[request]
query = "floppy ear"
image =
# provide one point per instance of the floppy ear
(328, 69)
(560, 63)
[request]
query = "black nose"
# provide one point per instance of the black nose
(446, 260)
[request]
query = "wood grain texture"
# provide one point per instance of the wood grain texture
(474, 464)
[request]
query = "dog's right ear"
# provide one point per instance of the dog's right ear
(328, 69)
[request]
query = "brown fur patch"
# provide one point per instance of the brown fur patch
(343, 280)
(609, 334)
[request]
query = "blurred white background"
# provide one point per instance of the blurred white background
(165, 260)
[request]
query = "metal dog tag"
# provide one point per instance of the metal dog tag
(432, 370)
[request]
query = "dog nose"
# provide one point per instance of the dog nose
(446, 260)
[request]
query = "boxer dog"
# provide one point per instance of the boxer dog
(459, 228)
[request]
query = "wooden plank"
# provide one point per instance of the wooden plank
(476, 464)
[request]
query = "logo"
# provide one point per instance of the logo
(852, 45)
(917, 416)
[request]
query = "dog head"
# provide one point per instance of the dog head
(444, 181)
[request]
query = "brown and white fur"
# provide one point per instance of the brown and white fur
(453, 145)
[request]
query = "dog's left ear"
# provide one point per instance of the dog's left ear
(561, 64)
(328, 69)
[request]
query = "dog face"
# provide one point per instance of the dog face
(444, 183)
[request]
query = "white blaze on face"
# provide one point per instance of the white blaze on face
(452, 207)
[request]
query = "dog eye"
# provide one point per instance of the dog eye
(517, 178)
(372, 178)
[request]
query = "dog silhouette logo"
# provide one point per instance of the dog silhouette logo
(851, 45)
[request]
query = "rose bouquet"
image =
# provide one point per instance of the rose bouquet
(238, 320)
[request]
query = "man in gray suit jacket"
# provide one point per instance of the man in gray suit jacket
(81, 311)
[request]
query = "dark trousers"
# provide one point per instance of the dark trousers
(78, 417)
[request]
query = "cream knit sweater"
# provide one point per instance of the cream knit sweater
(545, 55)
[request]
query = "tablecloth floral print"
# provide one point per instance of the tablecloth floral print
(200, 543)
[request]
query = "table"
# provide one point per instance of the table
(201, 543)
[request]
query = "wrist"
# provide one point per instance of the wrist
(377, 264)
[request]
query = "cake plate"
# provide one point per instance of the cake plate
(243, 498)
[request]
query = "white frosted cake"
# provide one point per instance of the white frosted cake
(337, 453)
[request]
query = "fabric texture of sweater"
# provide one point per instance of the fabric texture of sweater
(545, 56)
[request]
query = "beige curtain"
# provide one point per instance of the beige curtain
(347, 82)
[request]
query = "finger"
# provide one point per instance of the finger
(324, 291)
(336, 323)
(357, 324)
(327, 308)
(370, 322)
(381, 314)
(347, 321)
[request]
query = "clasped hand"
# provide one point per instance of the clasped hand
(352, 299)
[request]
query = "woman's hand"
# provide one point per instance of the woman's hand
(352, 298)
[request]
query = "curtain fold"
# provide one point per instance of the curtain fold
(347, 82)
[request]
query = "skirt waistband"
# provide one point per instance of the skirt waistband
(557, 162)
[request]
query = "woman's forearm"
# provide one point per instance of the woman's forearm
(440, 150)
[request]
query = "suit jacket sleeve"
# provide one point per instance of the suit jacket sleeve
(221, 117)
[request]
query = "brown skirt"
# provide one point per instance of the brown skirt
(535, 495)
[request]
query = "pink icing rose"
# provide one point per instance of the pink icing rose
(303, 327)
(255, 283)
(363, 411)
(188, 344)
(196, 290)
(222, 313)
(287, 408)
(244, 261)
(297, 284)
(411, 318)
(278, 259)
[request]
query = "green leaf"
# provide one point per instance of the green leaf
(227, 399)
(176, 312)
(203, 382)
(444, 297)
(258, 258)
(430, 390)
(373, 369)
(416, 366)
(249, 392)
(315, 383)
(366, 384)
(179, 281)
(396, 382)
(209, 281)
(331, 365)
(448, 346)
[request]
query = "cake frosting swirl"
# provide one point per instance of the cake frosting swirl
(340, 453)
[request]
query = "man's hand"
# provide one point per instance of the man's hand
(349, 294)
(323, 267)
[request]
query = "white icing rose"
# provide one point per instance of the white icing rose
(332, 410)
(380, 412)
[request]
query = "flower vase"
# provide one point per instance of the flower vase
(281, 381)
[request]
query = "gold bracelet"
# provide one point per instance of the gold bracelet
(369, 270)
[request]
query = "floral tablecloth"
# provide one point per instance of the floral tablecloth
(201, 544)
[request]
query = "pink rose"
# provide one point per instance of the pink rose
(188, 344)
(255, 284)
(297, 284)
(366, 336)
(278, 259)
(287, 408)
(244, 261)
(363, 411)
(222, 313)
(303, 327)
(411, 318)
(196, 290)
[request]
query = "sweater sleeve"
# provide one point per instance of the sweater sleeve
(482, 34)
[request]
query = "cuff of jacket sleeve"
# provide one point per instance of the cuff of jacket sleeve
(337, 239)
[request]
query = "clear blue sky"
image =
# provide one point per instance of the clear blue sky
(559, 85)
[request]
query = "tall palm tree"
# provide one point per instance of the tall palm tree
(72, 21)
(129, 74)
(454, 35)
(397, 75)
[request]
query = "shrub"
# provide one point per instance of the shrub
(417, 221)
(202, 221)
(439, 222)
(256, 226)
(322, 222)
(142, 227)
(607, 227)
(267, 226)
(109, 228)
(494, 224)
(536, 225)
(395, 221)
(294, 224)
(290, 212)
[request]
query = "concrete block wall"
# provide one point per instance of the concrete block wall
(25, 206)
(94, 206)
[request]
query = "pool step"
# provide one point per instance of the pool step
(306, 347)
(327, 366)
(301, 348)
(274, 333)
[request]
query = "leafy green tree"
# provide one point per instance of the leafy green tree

☆ ☆ ☆ ☆

Set down the whole listing again. Keep every word as it is.

** Exercise response **
[request]
query = "floppy ear"
image =
# provide one point per instance of the floppy ear
(328, 69)
(560, 63)
[request]
query = "black nose"
# provide one point per instance of the black nose
(446, 260)
[request]
query = "wood grain texture"
# provide one point per instance of the wood grain texture
(474, 464)
[request]
query = "dog's right ear"
# provide one point per instance of the dog's right ear
(328, 69)
[request]
query = "brown fur patch"
# provide one point per instance of the brown fur patch
(343, 280)
(609, 334)
[request]
query = "blurred white background"
# provide one point per instance of the blurred white background
(165, 260)
[request]
query = "metal dog tag"
# provide one point per instance of the metal dog tag
(432, 370)
[request]
query = "dog nose"
# provide one point per instance of the dog nose
(446, 260)
[request]
query = "boxer dog"
# provide one point per instance of the boxer dog
(459, 228)
[request]
query = "wooden plank"
# provide one point per instance of the wooden plank
(476, 464)
[request]
query = "logo"
# provide one point per instance of the logo
(852, 45)
(917, 416)
[request]
query = "dog head"
# provide one point per instance of the dog head
(444, 181)
[request]
query = "brown and white fur"
# provide one point per instance of the brown and white fur
(453, 145)
[request]
query = "dog's left ear"
# provide one point per instance of the dog's left ear
(561, 64)
(328, 69)
[request]
query = "dog face"
# provide one point per instance of the dog face
(444, 183)
[request]
query = "white blaze on face"
# provide one point per instance of the white blaze on face
(452, 207)
[request]
query = "dog eye"
# provide one point per instance of the dog eye
(517, 178)
(372, 178)
[request]
query = "dog silhouette logo"
# provide one point per instance of the dog silhouette logo
(851, 45)
[request]
query = "rose bouquet"
image =
# provide one point per instance of the rose bouquet
(238, 320)
[request]
query = "man in gray suit jacket"
# provide one point per instance of the man in gray suit jacket
(81, 311)
[request]
query = "dark trousers"
# provide one point per instance of the dark trousers
(78, 417)
[request]
query = "cream knit sweater"
# provide one point per instance of the cream knit sweater
(545, 55)
[request]
query = "tablecloth floral print"
# provide one point per instance of the tablecloth floral print
(200, 543)
[request]
query = "table"
# provide one point per instance of the table
(201, 543)
[request]
query = "wrist"
# provide one point per instance of the wrist
(377, 264)
[request]
query = "cake plate"
# provide one point per instance of the cake plate
(243, 498)
[request]
query = "white frosted cake"
# provide one point per instance of the white frosted cake
(337, 453)
[request]
query = "fabric texture of sweater"
# provide one point per instance of the fabric texture of sweater
(545, 56)
[request]
query = "beige curtain"
# provide one point per instance of the beige curtain
(347, 82)
[request]
query = "finger"
# provide one point per instance of the finger
(324, 291)
(336, 323)
(357, 324)
(327, 308)
(370, 322)
(381, 314)
(347, 321)
[request]
query = "clasped hand"
# provide one point per instance of the clasped hand
(352, 299)
[request]
query = "woman's hand"
# provide one point per instance of the woman's hand
(352, 298)
[request]
query = "curtain fold"
# provide one point per instance of the curtain fold
(347, 82)
[request]
query = "skirt waistband"
# provide one point per instance of the skirt waistband
(557, 162)
[request]
query = "woman's forearm"
# provide one point per instance of the woman's forearm
(440, 150)
[request]
query = "suit jacket sleeve"
# provide one point per instance of the suit jacket sleeve
(221, 117)
[request]
query = "brown skirt"
# provide one point per instance of the brown skirt
(535, 495)
[request]
query = "pink icing rose"
# provide one point per instance of the pink icing rose
(303, 327)
(255, 283)
(363, 411)
(188, 344)
(196, 290)
(222, 313)
(287, 408)
(244, 261)
(297, 284)
(411, 318)
(278, 259)
[request]
query = "green leaf"
# provide one point per instance of the green leaf
(227, 399)
(176, 312)
(203, 382)
(444, 297)
(258, 258)
(430, 390)
(373, 369)
(416, 366)
(249, 392)
(315, 383)
(366, 384)
(179, 281)
(396, 382)
(209, 281)
(331, 365)
(448, 346)
[request]
query = "cake frosting swirl"
# provide one point per instance of the cake frosting swirl
(340, 453)
[request]
query = "man's hand"
# provide one point per instance of the man's hand
(349, 294)
(323, 267)
[request]
query = "white icing rose"
# provide one point per instance of the white icing rose
(332, 410)
(380, 412)
[request]
query = "flower vase"
# provide one point per instance of the flower vase
(281, 381)
[request]
query = "gold bracelet"
# provide one point per instance of the gold bracelet
(369, 270)
[request]
query = "floral tablecloth"
# provide one point per instance of the floral tablecloth
(201, 544)
[request]
query = "pink rose"
# provide one point per instance of the pink rose
(188, 344)
(255, 284)
(297, 284)
(366, 336)
(278, 259)
(287, 408)
(244, 261)
(363, 411)
(222, 313)
(303, 327)
(411, 318)
(196, 290)
[request]
query = "sweater sleeve"
# provide one point per instance of the sweater sleeve
(482, 34)
[request]
query = "cuff of jacket sleeve"
# provide one point per instance of the cuff of jacket sleeve
(337, 239)
[request]
query = "clear blue sky"
image =
# provide one point per instance of the clear blue sky
(559, 85)
[request]
query = "tall palm tree"
# provide one point per instance of the tall palm tree
(72, 21)
(129, 74)
(454, 35)
(397, 75)
[request]
query = "shrub"
# provide one point per instance of the shrub
(417, 221)
(202, 221)
(439, 222)
(256, 226)
(322, 222)
(142, 227)
(607, 227)
(267, 226)
(109, 228)
(494, 224)
(536, 225)
(395, 221)
(294, 224)
(290, 212)
[request]
query = "concrete block wall"
# provide one point per instance of the concrete block wall
(25, 206)
(94, 206)
[request]
query = "pool step"
# provide one point per instance of the pool step
(306, 347)
(327, 366)
(301, 348)
(274, 333)
[request]
query = "leafy green tree"
# provide one point per instance of the leafy green tree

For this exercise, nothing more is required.